Saved entries
+--

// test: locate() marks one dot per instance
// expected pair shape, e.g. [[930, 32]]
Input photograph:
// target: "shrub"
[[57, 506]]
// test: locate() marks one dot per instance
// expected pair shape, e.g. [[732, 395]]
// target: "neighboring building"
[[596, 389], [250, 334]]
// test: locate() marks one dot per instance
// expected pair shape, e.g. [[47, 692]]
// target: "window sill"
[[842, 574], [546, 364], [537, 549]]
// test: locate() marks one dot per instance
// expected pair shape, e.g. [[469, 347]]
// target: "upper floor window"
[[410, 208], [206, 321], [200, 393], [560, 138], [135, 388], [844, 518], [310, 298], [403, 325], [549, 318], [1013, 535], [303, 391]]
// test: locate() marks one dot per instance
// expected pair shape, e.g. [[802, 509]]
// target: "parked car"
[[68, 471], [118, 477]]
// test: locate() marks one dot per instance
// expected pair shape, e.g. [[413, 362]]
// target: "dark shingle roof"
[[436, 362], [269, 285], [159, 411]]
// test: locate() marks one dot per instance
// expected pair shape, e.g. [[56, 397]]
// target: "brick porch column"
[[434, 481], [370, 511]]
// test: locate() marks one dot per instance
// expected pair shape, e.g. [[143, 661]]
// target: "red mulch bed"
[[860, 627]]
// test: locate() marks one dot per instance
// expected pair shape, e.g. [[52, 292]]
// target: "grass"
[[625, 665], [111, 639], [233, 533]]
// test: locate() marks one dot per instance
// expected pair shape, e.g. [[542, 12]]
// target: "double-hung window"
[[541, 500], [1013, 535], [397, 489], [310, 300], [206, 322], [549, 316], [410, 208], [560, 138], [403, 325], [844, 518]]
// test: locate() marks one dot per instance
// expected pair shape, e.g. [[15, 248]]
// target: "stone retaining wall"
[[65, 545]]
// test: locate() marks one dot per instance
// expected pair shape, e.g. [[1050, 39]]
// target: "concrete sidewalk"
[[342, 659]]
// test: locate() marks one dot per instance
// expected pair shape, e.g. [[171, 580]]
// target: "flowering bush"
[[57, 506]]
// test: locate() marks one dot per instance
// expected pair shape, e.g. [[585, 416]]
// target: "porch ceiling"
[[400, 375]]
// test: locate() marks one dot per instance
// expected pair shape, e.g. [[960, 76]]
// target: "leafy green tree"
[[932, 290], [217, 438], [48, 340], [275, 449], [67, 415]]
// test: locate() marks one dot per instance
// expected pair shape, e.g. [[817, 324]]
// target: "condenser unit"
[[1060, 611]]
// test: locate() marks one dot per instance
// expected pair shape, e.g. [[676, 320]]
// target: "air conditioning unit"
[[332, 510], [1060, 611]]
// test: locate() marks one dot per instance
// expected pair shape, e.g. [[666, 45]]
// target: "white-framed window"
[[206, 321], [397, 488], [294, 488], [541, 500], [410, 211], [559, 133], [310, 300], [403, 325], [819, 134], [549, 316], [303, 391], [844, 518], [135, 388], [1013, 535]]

+--

- EXERCISE REQUIREMENTS: Print every line of the material above verbatim, from first to last, without changing anything.

- REPLY TO THE TASK:
// test: locate() marks one dot per instance
// expected pair shape, e.g. [[930, 32]]
Input photograph:
// target: "shrub"
[[57, 506]]
// test: locate() marks one dot per instance
// expected pair shape, e.g. [[732, 395]]
// target: "neighboring building"
[[596, 389], [250, 334]]
// test: locate() marks one dot per instance
// expected pair shape, e.g. [[47, 692]]
// target: "window sill"
[[842, 574], [546, 364], [537, 549]]
// test: locate() marks one dot per instance
// expected pair shape, e.g. [[469, 347]]
// target: "upper floor window"
[[410, 208], [206, 321], [200, 393], [560, 138], [135, 388], [844, 518], [310, 298], [403, 325], [549, 318], [1013, 535], [303, 391]]
// test: locate() marks one dot per instance
// expected pair shape, e.g. [[802, 509]]
// target: "parked car"
[[68, 471], [118, 477]]
// test: locate() marks one dot per instance
// expected pair shape, e.g. [[413, 362]]
// target: "dark shingle roof"
[[436, 362], [269, 285], [159, 411]]
// test: locate() marks one dot per instance
// expected pair shape, e.g. [[56, 397]]
// target: "brick porch column"
[[434, 481], [370, 511]]
// test: locate() marks one dot per instance
// expected pair shape, e.g. [[143, 661]]
// target: "red mulch bed"
[[860, 627]]
// test: locate() marks one dot per instance
// expected pair shape, e.g. [[52, 292]]
// target: "grass"
[[625, 665], [111, 639], [233, 533]]
// test: locate() marks one dot per instance
// expected pair shape, e.g. [[542, 12]]
// target: "double-hung window"
[[541, 500], [1013, 535], [397, 489], [310, 300], [206, 322], [549, 316], [410, 208], [560, 138], [403, 325], [844, 518]]
// test: locate() marks one dot per instance
// expected pair shape, e.g. [[15, 248]]
// target: "stone retaining wall"
[[65, 545]]
// test: locate() marks one dot per instance
// expected pair shape, e.g. [[1050, 39]]
// target: "concrete sidewalk"
[[342, 659]]
// test: locate() marks one dot per instance
// expected pair shape, e.g. [[171, 580]]
// target: "flowering bush"
[[57, 506]]
// test: locate() marks one dot per instance
// expected pair shape, e.g. [[585, 416]]
// target: "porch ceiling"
[[400, 375]]
// test: locate() marks one dot per instance
// expected pair shape, e.g. [[960, 76]]
// target: "leafy green tree"
[[932, 290], [217, 438], [48, 340], [275, 449], [67, 415]]
// test: locate() marks one dot per instance
// expected pair shape, e.g. [[817, 324]]
// target: "condenser unit"
[[1060, 611]]
// test: locate() marks one dot per instance
// expected pair shape, e.g. [[676, 320]]
// target: "air conditioning unit"
[[332, 510], [1060, 611]]
// test: locate() marks one dot per instance
// expected pair shape, e.g. [[666, 45]]
// target: "white-framed window"
[[206, 321], [397, 488], [294, 488], [541, 500], [410, 211], [559, 133], [310, 300], [403, 325], [819, 134], [549, 316], [303, 391], [844, 518], [135, 388], [1013, 535]]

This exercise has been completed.